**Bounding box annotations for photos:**
----

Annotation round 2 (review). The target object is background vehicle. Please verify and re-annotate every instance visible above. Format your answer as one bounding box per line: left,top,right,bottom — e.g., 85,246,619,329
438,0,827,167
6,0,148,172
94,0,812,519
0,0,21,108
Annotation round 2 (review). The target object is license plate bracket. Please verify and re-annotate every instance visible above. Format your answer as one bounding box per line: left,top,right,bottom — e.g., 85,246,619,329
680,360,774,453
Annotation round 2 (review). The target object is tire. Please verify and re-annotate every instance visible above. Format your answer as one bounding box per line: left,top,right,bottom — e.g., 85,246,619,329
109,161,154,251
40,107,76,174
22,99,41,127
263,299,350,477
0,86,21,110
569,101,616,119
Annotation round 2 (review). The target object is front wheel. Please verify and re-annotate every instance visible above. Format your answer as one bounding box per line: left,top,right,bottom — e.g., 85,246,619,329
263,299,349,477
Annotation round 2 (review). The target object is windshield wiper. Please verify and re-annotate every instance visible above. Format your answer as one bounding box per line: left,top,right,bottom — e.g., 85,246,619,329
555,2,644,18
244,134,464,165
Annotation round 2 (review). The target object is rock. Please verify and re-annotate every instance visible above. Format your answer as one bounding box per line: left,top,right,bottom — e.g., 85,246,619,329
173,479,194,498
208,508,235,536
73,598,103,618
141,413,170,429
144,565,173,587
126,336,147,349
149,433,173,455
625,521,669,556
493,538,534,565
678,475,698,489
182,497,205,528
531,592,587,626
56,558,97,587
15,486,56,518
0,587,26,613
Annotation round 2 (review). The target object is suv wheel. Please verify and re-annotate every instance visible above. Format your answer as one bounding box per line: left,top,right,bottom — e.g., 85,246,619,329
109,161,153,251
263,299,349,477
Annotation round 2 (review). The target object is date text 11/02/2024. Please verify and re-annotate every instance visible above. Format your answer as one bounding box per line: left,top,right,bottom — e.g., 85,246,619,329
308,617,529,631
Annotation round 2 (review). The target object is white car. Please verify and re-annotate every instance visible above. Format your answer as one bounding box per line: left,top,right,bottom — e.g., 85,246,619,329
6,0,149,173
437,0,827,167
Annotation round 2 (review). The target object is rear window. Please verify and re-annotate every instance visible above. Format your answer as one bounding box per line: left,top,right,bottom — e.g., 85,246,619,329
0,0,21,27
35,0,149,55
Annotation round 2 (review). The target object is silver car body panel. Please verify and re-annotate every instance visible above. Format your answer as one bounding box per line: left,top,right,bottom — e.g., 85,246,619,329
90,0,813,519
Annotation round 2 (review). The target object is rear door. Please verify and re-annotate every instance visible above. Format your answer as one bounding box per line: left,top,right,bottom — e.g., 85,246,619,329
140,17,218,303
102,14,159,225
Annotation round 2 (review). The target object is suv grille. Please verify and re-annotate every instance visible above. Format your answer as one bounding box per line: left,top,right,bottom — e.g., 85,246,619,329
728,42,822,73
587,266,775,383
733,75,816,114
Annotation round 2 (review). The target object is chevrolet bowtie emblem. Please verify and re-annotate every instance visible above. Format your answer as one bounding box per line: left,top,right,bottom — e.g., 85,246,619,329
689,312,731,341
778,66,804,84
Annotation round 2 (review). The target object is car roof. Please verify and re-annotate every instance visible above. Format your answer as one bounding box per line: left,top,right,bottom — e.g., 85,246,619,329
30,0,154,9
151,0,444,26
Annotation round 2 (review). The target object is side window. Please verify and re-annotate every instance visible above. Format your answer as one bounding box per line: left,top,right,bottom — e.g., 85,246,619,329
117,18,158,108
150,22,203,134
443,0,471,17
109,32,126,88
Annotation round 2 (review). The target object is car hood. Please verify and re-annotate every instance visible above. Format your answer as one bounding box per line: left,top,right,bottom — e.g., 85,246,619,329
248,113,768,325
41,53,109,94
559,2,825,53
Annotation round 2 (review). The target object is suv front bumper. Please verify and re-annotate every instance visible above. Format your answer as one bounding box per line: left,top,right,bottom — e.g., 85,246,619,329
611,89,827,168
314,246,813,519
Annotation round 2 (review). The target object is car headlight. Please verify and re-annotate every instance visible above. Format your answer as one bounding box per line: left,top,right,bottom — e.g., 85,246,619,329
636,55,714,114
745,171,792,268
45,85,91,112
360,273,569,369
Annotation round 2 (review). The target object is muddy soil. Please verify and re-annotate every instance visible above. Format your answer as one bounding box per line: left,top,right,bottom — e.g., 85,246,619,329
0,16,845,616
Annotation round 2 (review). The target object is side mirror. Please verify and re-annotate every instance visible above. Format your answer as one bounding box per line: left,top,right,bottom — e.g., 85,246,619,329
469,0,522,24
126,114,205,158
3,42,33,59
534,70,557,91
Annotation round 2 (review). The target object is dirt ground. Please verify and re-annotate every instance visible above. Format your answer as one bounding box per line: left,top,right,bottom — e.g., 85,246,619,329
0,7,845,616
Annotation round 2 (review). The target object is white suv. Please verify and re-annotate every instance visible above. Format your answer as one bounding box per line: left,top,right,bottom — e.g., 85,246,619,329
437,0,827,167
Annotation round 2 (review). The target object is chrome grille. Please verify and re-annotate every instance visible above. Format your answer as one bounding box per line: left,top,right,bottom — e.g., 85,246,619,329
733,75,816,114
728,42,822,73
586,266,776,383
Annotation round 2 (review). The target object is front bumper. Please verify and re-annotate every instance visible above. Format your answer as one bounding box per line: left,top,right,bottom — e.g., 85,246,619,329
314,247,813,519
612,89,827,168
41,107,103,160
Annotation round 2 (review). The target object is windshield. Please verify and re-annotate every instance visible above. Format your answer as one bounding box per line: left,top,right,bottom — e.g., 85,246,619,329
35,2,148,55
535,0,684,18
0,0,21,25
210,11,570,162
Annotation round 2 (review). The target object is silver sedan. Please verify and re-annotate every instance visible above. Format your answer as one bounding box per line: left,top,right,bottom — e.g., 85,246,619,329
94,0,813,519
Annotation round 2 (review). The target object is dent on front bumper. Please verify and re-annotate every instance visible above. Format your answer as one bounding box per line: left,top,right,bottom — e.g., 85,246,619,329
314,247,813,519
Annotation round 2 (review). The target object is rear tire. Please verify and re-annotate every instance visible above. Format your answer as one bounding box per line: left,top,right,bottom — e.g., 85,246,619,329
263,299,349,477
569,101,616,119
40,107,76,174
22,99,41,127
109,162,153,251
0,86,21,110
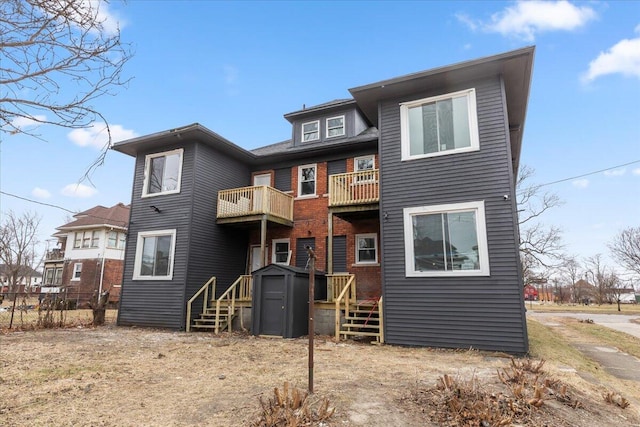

----

Recast every line of the items above as a Markdown table with the columns "Row" and "Line", numbering the rows and skipping blank lines. Omit the pictures.

| Row | Line |
|---|---|
| 1 | Annotation round 2 (review). The target object is background vehicle. Please verify and re-annotate every instance visible above. Format your answer as one bounding box per line: left,top,right,bottom — e.g., 85,246,619,329 |
| 2 | 438,0,827,167 |
| 3 | 6,0,148,172 |
| 4 | 94,0,812,519 |
| 5 | 0,0,21,108 |
| 6 | Annotation round 2 (review). The target object is license plate bracket. Please verify and re-annotate every instance visible above. Format your answer as one bounding box per line: left,top,right,bottom — e.g., 85,246,619,329 |
| 7 | 680,360,774,453 |
| 8 | Annotation round 2 (review). The target object is tire. Please verify and re-annotate every instance visible above. Format your answer as one bounding box per line: left,top,right,bottom — e.g., 85,246,619,329 |
| 9 | 109,161,154,251 |
| 10 | 40,107,76,174 |
| 11 | 22,99,41,127 |
| 12 | 263,299,350,477 |
| 13 | 0,86,21,110 |
| 14 | 569,101,616,119 |
| 15 | Annotation round 2 (review). The target object is front wheel. Please verify and re-annotate every instance visible above. Format your answer as one bounding box per line: left,top,right,bottom — e.g., 85,246,619,329 |
| 16 | 263,299,349,477 |
| 17 | Annotation round 2 (review). The target object is windshield wiper. Please verify and re-annotate every instance visible above. Format your answer as one bounding box per line: left,top,right,bottom — e.g., 85,246,619,329 |
| 18 | 555,2,644,18 |
| 19 | 244,134,464,165 |
| 20 | Annotation round 2 (review). The target object is rock. Please verify and re-annotate every instance visible above. Format your answer as one bounding box per line: left,top,right,bottom — e.g., 85,246,619,329 |
| 21 | 173,479,194,498 |
| 22 | 208,508,235,536 |
| 23 | 73,598,103,618 |
| 24 | 141,413,170,429 |
| 25 | 144,565,173,587 |
| 26 | 126,336,147,349 |
| 27 | 149,433,173,455 |
| 28 | 625,521,669,556 |
| 29 | 493,538,534,565 |
| 30 | 678,475,698,489 |
| 31 | 182,497,205,528 |
| 32 | 531,592,587,626 |
| 33 | 56,558,97,587 |
| 34 | 15,486,56,518 |
| 35 | 0,587,26,613 |
| 36 | Annotation round 2 (review). The target object is suv wheel. Please verify and re-annotate every instance visible above. Format your answer as one bounding box per line: left,top,right,bottom — e.g., 85,246,619,329 |
| 37 | 109,161,153,251 |
| 38 | 263,299,349,477 |
| 39 | Annotation round 2 (review). The target object is date text 11/02/2024. Please verify and re-annotate every instance visible above. Format your answer as one bounding box per line: left,top,right,bottom — e.g., 85,246,619,329 |
| 40 | 308,617,529,631 |
| 41 | Annotation round 2 (review). The target object is white car. Please verify and re-annotate every instance visible above. Format your answer as one bounding box per line: left,top,right,bottom — e.g., 85,246,619,329 |
| 42 | 6,0,149,173 |
| 43 | 437,0,827,167 |
| 44 | Annotation round 2 (review). The target object is rear window. Please verify and re-annotate every instance visible above. Format your answer as one bounding box per line: left,top,right,bottom — e.g., 85,246,619,329 |
| 45 | 0,0,21,27 |
| 46 | 35,0,149,55 |
| 47 | Annotation round 2 (review). The target object is silver car body panel. Please verify and re-annotate every instance visible above. Format your answer as one bounding box per line: left,top,right,bottom — e.g., 85,246,619,329 |
| 48 | 90,0,813,519 |
| 49 | Annotation round 2 (review). The target object is rear door. Please verify and re-annotate every instance visible above. Format your answer as one bounding box per line: left,top,right,bottom — e.g., 85,246,619,329 |
| 50 | 140,17,218,303 |
| 51 | 102,14,159,225 |
| 52 | Annotation round 2 (review). The target object is suv grille. Please verify and re-annotate every instance visible above. Format your answer as one bounding box per line: left,top,right,bottom — e.g., 85,246,619,329 |
| 53 | 728,42,822,73 |
| 54 | 587,266,775,383 |
| 55 | 733,75,816,114 |
| 56 | Annotation round 2 (review). The target object is chevrolet bowtie emblem. Please verify and re-annotate every instance visible above. Format your answer as one bounding box per line: left,top,right,bottom — e.g., 85,246,619,329 |
| 57 | 689,312,731,341 |
| 58 | 778,66,804,84 |
| 59 | Annotation round 2 (review). The target object is car roof. Please verify and re-annotate every instance visible above. Format your answer as one bounding box per line: left,top,right,bottom — e.g., 85,246,619,329 |
| 60 | 30,0,154,9 |
| 61 | 151,0,444,26 |
| 62 | Annotation round 2 (review). The target object is side window. Please verify and re-annotate every instance visible above. Format your answer as one bounding box per line: left,top,right,bottom — e.g., 85,246,619,329 |
| 63 | 117,18,158,108 |
| 64 | 150,22,203,134 |
| 65 | 443,0,471,17 |
| 66 | 109,32,126,88 |
| 67 | Annotation round 2 (review). The target object is car hood. Please verify and re-annotate every instance visible above. Format your answer as one bounding box per line: left,top,right,bottom — e.g., 85,246,619,329 |
| 68 | 248,113,768,325 |
| 69 | 41,53,109,94 |
| 70 | 559,2,825,53 |
| 71 | Annotation round 2 (review). The target object is suv front bumper. Please verify and re-annotate every instance visible above. Format your answer as one bounding box per line: left,top,right,bottom — e.g., 85,246,619,329 |
| 72 | 611,89,827,168 |
| 73 | 314,246,813,519 |
| 74 | Annotation round 2 (review). The target object is car headlight. Please verify and re-annotate every instance visible above. Format your answer as one bounding box per line: left,top,right,bottom — e.g., 85,246,619,329 |
| 75 | 636,55,714,114 |
| 76 | 745,171,792,268 |
| 77 | 45,85,91,112 |
| 78 | 360,273,569,369 |
| 79 | Annotation round 2 (review). The target object is muddy soil. Please verify and re-annotate every instance visible above. Format your answer as one bounding box per line: left,top,right,bottom — e.g., 85,246,619,329 |
| 80 | 0,16,845,616 |
| 81 | Annotation round 2 (review). The target object is side mirror. Please verify and re-annotate every instance visible above. Format your answer as one bounding box per line: left,top,right,bottom — e.g., 85,246,619,329 |
| 82 | 469,0,522,24 |
| 83 | 126,114,205,158 |
| 84 | 3,42,33,59 |
| 85 | 534,70,557,91 |
| 86 | Annotation round 2 (review). The target object is dirt ground. Please verify and re-annotate every instance visible above. Format your answer as one bounding box per line: left,top,right,bottom — e.g., 85,246,619,329 |
| 87 | 0,7,845,616 |
| 88 | Annotation round 2 (review). The target object is white suv. Please verify and re-annotate every instance visible above. Format your answer as one bounding box per line: left,top,right,bottom — e.g., 85,246,619,329 |
| 89 | 437,0,827,167 |
| 90 | Annotation round 2 (review). The target object is chrome grille. Please verify and re-annotate every instance visible above. Format your answer as one bounding box per line: left,top,right,bottom — e.g., 85,246,619,329 |
| 91 | 733,75,816,114 |
| 92 | 728,42,822,73 |
| 93 | 586,266,776,383 |
| 94 | Annotation round 2 (review). The target object is front bumper. Please verify and re-annotate every instance visible above. Format your answer as one bounding box per line: left,top,right,bottom — e.g., 85,246,619,329 |
| 95 | 314,247,813,519 |
| 96 | 612,89,827,168 |
| 97 | 41,107,103,160 |
| 98 | Annotation round 2 (review). The target object is windshield. Please verify and re-annotate every instance visible above. Format your answer as one bounding box per line: left,top,right,bottom — e.g., 85,246,619,329 |
| 99 | 35,2,148,55 |
| 100 | 535,0,684,18 |
| 101 | 0,0,21,25 |
| 102 | 210,11,570,162 |
| 103 | Annotation round 2 (review). The target object is silver sedan. Please verify and re-annotate every instance visible above. Format your answer as one bounding box per line: left,top,right,bottom — e.g., 85,246,619,329 |
| 104 | 94,0,813,519 |
| 105 | Annotation round 2 (review). The target object is dent on front bumper. Please verify and re-annotate every instance visible above. Format your answer as one bounding box per line: left,top,right,bottom — e.g., 85,246,619,329 |
| 106 | 314,247,813,519 |
| 107 | Annotation round 2 (review). The target object is rear tire. Please verify and re-annotate every instance visible above. Format your answer as one bounding box per line: left,top,right,bottom — e.g., 85,246,619,329 |
| 108 | 263,299,349,477 |
| 109 | 569,101,616,119 |
| 110 | 40,107,76,174 |
| 111 | 22,99,41,127 |
| 112 | 109,162,153,251 |
| 113 | 0,86,21,110 |